── Material for the task
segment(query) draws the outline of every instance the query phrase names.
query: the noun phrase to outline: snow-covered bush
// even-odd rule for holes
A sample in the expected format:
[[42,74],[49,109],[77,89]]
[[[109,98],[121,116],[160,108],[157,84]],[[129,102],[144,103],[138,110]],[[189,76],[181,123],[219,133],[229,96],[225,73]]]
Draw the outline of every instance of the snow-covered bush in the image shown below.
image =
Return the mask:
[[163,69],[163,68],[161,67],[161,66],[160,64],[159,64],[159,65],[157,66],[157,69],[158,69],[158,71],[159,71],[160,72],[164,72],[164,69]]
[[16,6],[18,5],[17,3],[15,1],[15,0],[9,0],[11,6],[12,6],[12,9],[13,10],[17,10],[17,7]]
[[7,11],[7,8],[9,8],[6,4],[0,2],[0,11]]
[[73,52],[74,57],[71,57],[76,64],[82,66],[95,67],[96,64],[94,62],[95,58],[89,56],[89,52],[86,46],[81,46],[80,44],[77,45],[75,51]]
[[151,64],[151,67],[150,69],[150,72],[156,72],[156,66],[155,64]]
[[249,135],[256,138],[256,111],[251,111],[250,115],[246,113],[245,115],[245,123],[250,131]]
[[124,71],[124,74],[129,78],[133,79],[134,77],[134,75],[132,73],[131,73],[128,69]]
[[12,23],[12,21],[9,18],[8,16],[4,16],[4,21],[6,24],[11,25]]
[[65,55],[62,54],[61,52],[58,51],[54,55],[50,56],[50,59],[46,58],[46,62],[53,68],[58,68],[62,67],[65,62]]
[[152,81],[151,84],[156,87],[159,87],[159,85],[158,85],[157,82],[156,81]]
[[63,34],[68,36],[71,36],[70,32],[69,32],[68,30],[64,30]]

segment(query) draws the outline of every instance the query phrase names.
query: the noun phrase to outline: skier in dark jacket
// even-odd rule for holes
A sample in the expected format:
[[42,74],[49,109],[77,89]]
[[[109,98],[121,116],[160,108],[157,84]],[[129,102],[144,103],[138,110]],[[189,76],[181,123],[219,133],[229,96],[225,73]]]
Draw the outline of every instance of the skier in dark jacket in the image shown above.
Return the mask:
────
◆ Given exercise
Copy the records above line for line, with no changes.

◆ Solution to this problem
segment(query) draws the outline of every instance the query phrase names.
query: the noun phrase to outline: snow-covered bush
// even-odd rule for holes
A sample in the expected format:
[[42,74],[49,109],[77,89]]
[[[109,98],[121,116],[160,108],[157,84]],[[129,102],[144,103],[138,110]],[[189,76],[181,123],[219,133],[229,96],[225,73]]]
Draw the outline of every instance of the snow-covered bush in the image shown below.
image =
Return the mask:
[[163,69],[163,68],[161,67],[161,66],[160,64],[159,64],[159,65],[157,66],[157,69],[158,69],[158,71],[159,71],[160,72],[164,72],[164,69]]
[[16,6],[18,5],[17,3],[15,1],[15,0],[9,0],[11,6],[12,6],[12,9],[13,10],[17,10],[17,7]]
[[7,11],[7,8],[9,8],[6,4],[0,2],[0,11]]
[[73,52],[74,57],[71,57],[76,64],[82,66],[95,67],[96,64],[94,62],[95,58],[89,56],[89,52],[86,46],[81,46],[80,44],[77,45],[75,51]]
[[151,64],[151,67],[150,69],[150,72],[156,72],[156,66],[155,64]]
[[249,135],[256,138],[256,111],[251,111],[250,115],[246,113],[245,115],[245,123],[250,131]]
[[124,71],[124,74],[129,78],[133,79],[134,77],[134,75],[132,73],[131,73],[128,69]]
[[12,23],[12,21],[9,18],[8,16],[4,16],[4,21],[6,24],[11,25]]
[[65,55],[62,54],[61,52],[58,51],[54,55],[50,56],[50,59],[46,58],[46,62],[53,68],[58,68],[62,67],[65,62]]
[[152,81],[151,84],[156,87],[159,87],[159,85],[158,85],[157,82],[156,81]]
[[63,34],[68,36],[71,36],[70,32],[69,32],[68,30],[64,30]]

segment(query) draws the outline of every instance the query phrase names.
query: the noun phrase to outline: skier in dark jacket
// even-odd rule for holes
A sample in the expected format:
[[42,74],[49,109],[77,89]]
[[[109,98],[121,116],[160,108],[157,84]],[[129,102],[144,103],[138,110]],[[189,76],[181,123],[219,133],[229,96],[225,73]]]
Draw the outline of every instance of the skier in dark jacket in the image shown above.
Return the mask:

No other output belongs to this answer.